■ **Short problem**:
Turn the lines below into a JSON array of strings with one string per line, and leave out any blank lines.

■ **Data to use**:
------------------------------------------------------------------------

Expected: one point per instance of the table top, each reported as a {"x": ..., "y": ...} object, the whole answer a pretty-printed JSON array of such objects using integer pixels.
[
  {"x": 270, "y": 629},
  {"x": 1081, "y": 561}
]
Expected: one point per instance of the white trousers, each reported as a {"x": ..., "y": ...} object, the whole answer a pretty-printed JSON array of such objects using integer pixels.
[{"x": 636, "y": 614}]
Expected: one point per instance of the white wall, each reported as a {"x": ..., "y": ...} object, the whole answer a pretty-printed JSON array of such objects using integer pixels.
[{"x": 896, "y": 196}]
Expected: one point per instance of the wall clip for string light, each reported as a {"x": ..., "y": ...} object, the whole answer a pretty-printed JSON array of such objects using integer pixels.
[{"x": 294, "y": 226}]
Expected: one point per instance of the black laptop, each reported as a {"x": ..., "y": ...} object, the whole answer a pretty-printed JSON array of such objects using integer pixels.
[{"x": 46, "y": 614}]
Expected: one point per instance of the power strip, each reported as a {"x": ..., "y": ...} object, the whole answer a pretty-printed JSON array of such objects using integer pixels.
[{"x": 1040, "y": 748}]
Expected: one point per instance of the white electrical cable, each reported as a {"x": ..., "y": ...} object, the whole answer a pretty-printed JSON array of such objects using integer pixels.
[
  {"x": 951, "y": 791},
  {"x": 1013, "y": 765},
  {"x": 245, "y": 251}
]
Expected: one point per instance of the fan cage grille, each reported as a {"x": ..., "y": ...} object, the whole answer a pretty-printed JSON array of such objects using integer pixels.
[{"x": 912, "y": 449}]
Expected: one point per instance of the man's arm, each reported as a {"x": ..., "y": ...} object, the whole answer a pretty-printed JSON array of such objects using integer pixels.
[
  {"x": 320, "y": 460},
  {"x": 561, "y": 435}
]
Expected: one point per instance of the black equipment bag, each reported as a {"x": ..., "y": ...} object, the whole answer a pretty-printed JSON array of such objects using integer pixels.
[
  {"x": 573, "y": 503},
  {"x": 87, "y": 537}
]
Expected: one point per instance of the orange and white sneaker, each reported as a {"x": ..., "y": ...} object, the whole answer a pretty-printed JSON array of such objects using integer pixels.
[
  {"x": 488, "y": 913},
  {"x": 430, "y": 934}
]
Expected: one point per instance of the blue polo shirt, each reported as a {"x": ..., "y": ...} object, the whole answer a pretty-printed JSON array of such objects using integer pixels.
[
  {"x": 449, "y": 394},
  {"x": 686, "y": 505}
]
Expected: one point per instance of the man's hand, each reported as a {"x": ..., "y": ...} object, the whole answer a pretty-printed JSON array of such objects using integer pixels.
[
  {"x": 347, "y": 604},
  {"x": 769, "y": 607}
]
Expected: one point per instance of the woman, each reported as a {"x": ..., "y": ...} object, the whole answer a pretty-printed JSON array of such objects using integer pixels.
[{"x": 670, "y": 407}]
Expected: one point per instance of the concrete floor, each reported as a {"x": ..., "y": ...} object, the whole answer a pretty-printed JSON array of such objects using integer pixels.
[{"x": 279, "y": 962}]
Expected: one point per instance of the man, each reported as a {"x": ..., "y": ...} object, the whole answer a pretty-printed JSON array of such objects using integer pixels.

------------------------------------------------------------------------

■ **Answer to this problem**:
[
  "Expected: one point per instance of the table top, each reported as a {\"x\": ..., \"y\": ...} object, the whole answer a pretty-printed JSON array of such objects using integer pixels.",
  "[",
  "  {\"x\": 270, \"y\": 629},",
  "  {\"x\": 1081, \"y\": 561}",
  "]",
  "Expected: one point per instance of the white trousers, each reported as a {\"x\": ..., \"y\": ...} object, the whole answer a pretty-printed JSON array of such objects using integer pixels.",
  "[{\"x\": 636, \"y\": 614}]",
  "Expected: one point per instance of the white wall, each reported as a {\"x\": ..., \"y\": ...} object, the whole answer a pretty-printed JSON array of such objects using integer pixels.",
  "[{\"x\": 896, \"y\": 196}]",
  "Expected: one point per instance of the wall clip for string light, each reported as a {\"x\": ..., \"y\": ...} object, the whole answer a pretty-printed JSON array of such objects using integer pixels.",
  "[{\"x\": 294, \"y\": 226}]",
  "Expected: one point per instance of the black laptop, each reported as a {\"x\": ..., \"y\": ...} object, the whole answer a pretty-printed JSON array of such objects using integer pixels.",
  "[{\"x\": 46, \"y\": 614}]",
  "Expected: one point per instance of the power strip, each reported as a {\"x\": ..., \"y\": ...} object, the whole answer a pretty-printed JSON array of such objects using integer pixels.",
  "[{\"x\": 1040, \"y\": 748}]",
  "Expected: one point per instance of the white electrical cable, each reported as a {\"x\": ..., \"y\": ...} object, the whole answer a pretty-printed JSON array of such objects using integer pixels.",
  "[",
  "  {\"x\": 951, \"y\": 791},",
  "  {\"x\": 1013, \"y\": 765},",
  "  {\"x\": 245, \"y\": 251}",
  "]",
  "Expected: one point per instance of the fan cage grille, each reported as a {\"x\": ..., \"y\": ...} object, the whole answer a pretty-printed JSON array of such objects using integer pixels.",
  "[{\"x\": 912, \"y\": 449}]",
  "Expected: one point per instance of the man's arm, each reported as a {\"x\": ..., \"y\": ...} object, the whole answer a pretty-printed JSON array of such objects using integer pixels.",
  "[",
  "  {\"x\": 320, \"y\": 460},",
  "  {\"x\": 561, \"y\": 435}",
  "]",
  "Expected: one point per instance of the black equipment bag, each reported as a {\"x\": ..., \"y\": ...} object, the whole answer a pretty-printed JSON array of such objects using integer pixels.",
  "[",
  "  {\"x\": 573, \"y\": 503},",
  "  {\"x\": 87, \"y\": 537}",
  "]",
  "Expected: one point per instance of the orange and white sneaker, each reported as a {\"x\": ..., \"y\": ...} object, the whole answer a pretty-printed JSON array of such objects using integer pixels.",
  "[",
  "  {\"x\": 488, \"y\": 913},",
  "  {\"x\": 430, \"y\": 934}",
  "]",
  "Expected: one point per instance of the blue polo shirt, each reported as a {\"x\": ..., \"y\": ...} object, the whole answer a pretty-printed JSON array of such objects using integer pixels.",
  "[",
  "  {\"x\": 449, \"y\": 394},",
  "  {\"x\": 686, \"y\": 505}",
  "]",
  "Expected: one point per instance of the man's hand, each reported as a {\"x\": ..., \"y\": ...} object, the whole answer a pretty-printed JSON array of such objects using integer pixels.",
  "[",
  "  {\"x\": 347, \"y\": 604},",
  "  {\"x\": 769, \"y\": 607}",
  "]",
  "Expected: one point per instance of the woman, each reported as a {\"x\": ..., \"y\": ...} object, the whole answer a pretty-printed JSON array of such objects using integer pixels.",
  "[{\"x\": 670, \"y\": 407}]",
  "Expected: one point per instance of the concrete floor, each reported as a {\"x\": ..., \"y\": ...} object, the whole answer a pretty-printed JSON array of such objects using integer pixels.",
  "[{\"x\": 279, \"y\": 962}]",
  "Expected: one point per instance of the man, each reported as a {\"x\": ..., \"y\": ...} object, the whole answer a pretty-printed JSON array of such objects using integer pixels."
]